:: EXERCISE DATA ::
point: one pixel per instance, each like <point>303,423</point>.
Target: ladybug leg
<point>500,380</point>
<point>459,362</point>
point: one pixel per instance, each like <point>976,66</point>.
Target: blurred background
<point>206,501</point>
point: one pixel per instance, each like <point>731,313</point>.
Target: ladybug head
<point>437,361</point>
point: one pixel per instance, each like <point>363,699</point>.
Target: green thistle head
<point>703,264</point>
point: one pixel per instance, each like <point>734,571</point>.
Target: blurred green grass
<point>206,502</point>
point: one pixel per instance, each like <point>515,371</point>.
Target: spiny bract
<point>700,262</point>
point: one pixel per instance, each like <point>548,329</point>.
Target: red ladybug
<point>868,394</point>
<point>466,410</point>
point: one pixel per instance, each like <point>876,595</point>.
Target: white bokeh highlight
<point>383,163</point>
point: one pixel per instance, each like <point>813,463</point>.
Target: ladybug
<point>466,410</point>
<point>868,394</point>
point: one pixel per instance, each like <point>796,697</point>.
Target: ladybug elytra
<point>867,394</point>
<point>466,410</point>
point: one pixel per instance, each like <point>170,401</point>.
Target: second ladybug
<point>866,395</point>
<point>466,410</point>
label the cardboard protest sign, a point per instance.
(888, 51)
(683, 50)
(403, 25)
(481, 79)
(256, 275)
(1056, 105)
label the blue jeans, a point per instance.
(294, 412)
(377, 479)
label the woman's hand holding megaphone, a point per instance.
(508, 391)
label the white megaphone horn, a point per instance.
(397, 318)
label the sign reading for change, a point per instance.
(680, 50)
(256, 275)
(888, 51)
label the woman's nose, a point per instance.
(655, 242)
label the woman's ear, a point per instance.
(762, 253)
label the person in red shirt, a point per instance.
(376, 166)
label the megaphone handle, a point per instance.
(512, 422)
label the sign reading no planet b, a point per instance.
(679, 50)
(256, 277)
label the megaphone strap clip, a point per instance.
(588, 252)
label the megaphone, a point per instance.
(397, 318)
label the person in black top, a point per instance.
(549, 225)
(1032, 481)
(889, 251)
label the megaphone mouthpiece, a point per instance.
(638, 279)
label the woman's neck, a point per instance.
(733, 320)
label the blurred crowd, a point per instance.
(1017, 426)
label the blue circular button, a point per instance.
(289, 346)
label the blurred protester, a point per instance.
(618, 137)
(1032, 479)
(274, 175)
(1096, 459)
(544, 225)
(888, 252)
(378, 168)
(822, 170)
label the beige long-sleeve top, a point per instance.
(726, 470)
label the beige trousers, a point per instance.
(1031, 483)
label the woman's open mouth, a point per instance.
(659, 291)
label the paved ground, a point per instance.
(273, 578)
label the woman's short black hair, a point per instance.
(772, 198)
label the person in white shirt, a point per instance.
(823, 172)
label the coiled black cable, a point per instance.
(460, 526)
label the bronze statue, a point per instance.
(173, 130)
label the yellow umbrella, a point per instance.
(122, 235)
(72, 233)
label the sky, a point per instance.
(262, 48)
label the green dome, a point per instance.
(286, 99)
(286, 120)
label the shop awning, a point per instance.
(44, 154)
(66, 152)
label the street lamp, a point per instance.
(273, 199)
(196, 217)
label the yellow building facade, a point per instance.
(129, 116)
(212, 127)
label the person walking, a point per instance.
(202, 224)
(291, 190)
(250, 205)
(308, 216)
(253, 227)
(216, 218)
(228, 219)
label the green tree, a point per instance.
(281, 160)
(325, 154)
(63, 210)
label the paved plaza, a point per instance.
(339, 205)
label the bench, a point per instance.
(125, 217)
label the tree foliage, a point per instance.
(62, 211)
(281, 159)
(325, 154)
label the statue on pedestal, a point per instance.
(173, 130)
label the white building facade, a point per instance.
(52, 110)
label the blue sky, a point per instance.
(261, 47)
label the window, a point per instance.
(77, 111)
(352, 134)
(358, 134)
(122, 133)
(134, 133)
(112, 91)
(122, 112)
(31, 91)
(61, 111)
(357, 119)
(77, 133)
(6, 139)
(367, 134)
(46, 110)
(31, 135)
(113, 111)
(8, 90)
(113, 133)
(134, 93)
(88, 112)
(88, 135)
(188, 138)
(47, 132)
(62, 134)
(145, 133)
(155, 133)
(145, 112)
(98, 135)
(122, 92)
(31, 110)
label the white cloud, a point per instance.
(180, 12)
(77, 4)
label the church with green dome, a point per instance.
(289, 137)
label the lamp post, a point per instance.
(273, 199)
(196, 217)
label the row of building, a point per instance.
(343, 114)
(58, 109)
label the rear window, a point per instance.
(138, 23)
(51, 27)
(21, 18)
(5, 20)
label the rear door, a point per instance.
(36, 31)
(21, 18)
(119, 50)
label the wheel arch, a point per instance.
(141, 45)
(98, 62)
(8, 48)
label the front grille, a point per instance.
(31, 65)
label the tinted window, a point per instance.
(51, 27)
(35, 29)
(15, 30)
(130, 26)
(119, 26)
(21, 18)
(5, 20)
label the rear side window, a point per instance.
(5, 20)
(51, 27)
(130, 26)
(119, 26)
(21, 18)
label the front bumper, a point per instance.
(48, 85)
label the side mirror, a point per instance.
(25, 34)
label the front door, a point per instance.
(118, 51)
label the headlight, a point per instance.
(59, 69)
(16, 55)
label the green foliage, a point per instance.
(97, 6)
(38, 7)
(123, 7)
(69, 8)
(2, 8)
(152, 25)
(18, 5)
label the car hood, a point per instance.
:::
**WORK ORDER:**
Determine how many lines above contain the string "pixel". Give only that number.

**TASK OUTPUT:**
11